PROBLEMS AND TASKS —
(A) In the post on what interests charity donors, what kind of pictures does the quoted donor call too fluffy?
(B) Transcribe the post on what interests charity donors from "Do you know" to "green you are.".
(C) Pick up the post on what interests charity donors after its final sentence and continue it.

SUPPLIED TEXT —
════════════════
Do you know what really interests your donors? 

How about this list? Do your donors care about any of these issues?

  • How efficient you are.
  • How green you are.
  • How thrifty you are.
  • How you monitor the effect of appeals and campaigns, whether TV ads or newspaper inserts, or radio appeals. 
  • What criteria you use for judging success.
  • What proportion of paid staff to volunteers your charity has.
  • What proportion of people who sign up in the street immediately cancel once they get home? Or within a few weeks or months? 
  • Why you are worthy of support.

They are all important to Redcookie, a regular contributor to, a site that allows and encourages donors to talk about what they like (and dislike) about being a donor. 

Her point is raised in light of the recession but, quite honestly, it's as relevant to charities now as at any time…

"Given that all can justifiably say that in a world where all are touched by the economic crisis, however indirectly,  the need for aid/charity work is greater than ever, what will be the USP of each? How will, say, the various charities working in Africa differentiate themselves from each other? If many seem interchangeable to me, with my long-time history of donating, then charities really need to look at what they are telling the people to whom they are making their appeal. Maybe it’s just me but pictures of starving kiddies followed by beaming kiddies with nuns in the background is just too darn fluffy. I want something more focussed, harder-edged.I want to know why my cash should go to  Charity A not Charity B."

If you know what makes your charity different, do your donors? And does it make any difference to them? Is your point of difference real or simply a semantic one?
════════════════
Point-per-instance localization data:
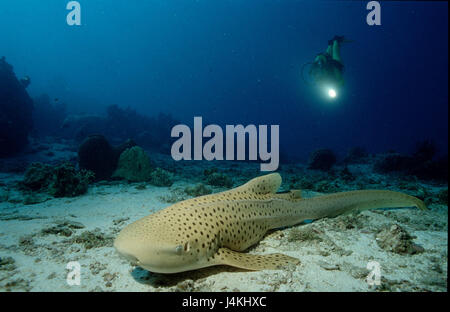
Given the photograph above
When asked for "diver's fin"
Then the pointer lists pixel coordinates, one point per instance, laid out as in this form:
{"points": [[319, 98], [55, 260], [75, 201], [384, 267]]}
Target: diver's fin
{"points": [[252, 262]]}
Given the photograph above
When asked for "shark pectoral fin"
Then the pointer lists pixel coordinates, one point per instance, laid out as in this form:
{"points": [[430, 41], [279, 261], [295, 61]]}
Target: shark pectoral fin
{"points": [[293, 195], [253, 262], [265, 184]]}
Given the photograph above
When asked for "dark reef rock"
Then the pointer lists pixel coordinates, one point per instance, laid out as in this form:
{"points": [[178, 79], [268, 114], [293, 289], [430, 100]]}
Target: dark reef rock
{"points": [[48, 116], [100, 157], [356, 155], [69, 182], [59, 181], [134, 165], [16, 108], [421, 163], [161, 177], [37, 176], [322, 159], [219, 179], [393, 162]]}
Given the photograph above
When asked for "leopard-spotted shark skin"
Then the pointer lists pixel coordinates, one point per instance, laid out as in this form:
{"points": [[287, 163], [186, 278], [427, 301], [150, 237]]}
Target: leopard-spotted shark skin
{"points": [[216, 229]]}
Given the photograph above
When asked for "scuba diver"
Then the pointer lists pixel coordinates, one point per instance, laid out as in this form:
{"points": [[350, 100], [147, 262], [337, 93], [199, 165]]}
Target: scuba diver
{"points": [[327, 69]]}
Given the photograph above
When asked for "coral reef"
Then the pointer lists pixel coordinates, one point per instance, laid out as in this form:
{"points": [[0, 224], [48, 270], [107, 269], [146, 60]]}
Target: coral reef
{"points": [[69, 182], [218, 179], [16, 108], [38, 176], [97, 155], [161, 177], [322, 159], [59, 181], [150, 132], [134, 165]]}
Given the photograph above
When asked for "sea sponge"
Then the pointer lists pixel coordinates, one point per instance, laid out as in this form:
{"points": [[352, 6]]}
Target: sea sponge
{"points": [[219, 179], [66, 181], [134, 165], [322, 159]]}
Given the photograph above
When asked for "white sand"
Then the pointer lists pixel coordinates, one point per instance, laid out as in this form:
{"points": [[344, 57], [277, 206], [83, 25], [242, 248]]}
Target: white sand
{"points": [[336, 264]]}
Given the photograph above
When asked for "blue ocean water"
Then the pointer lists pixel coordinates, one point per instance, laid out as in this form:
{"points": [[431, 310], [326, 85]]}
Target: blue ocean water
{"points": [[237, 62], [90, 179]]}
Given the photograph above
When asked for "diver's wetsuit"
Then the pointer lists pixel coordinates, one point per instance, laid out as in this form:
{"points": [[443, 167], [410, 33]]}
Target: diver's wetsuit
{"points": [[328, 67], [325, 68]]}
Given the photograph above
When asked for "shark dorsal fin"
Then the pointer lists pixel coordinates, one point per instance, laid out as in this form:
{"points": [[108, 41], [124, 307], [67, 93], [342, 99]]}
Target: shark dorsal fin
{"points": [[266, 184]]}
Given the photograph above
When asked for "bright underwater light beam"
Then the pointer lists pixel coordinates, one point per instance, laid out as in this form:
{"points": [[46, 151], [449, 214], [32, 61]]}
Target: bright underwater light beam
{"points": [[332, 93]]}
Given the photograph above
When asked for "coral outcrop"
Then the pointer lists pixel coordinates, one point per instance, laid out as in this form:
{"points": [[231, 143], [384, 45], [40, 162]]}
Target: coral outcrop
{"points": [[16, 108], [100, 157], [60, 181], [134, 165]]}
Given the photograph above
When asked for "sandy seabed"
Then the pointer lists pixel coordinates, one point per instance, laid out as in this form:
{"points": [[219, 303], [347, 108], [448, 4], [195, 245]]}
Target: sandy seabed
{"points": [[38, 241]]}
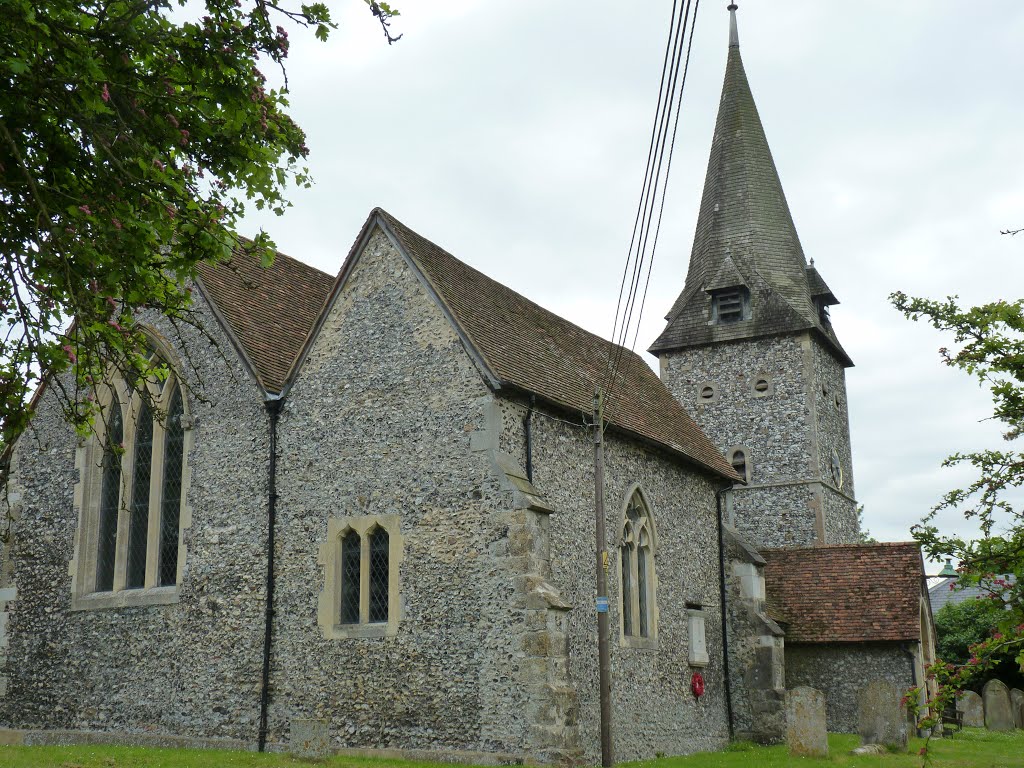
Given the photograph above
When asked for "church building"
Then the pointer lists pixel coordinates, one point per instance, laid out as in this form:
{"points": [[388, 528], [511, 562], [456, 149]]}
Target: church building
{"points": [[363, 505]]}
════════════════
ANSWERS GIVEN —
(A) Pictures of starving kiddies followed by beaming kiddies with nuns in the background.

(B)
Do you know what really interests your donors? 

How about this list? Do your donors care about any of these issues?

  • How efficient you are.
  • How green you are.

(C)
This simple description is taken directly from a charity website. If you don't know which one, try and guess before you click the link.

Oxfam is a vibrant global movement of dedicated people fighting poverty. Together. Doing amazing work. Together. People power drives everything we do. From saving lives and developing projects that put poor people in charge of their lives and livelihoods, to campaigning for change that lasts. That’s Oxfam in action.

It's a great approach but does it give a donor any reason to give? Does it offer a difference that a donor will care about? Will it get more supporters on board?

Few donors are specialists in the field of development (or cancer research, child care, disability or any other complex issue). Most are just great people who want to help. 

And what research tells us time and time again is that donors want to know exactly how they are (or will be) making a difference and how their gifts are being (or will be) used. In short, they want charities to take their needs into account and treat them like people.

That's what Redcookie is asking for. I'm sure that the first charity that tells her what she wants to hear will get her long lasting support.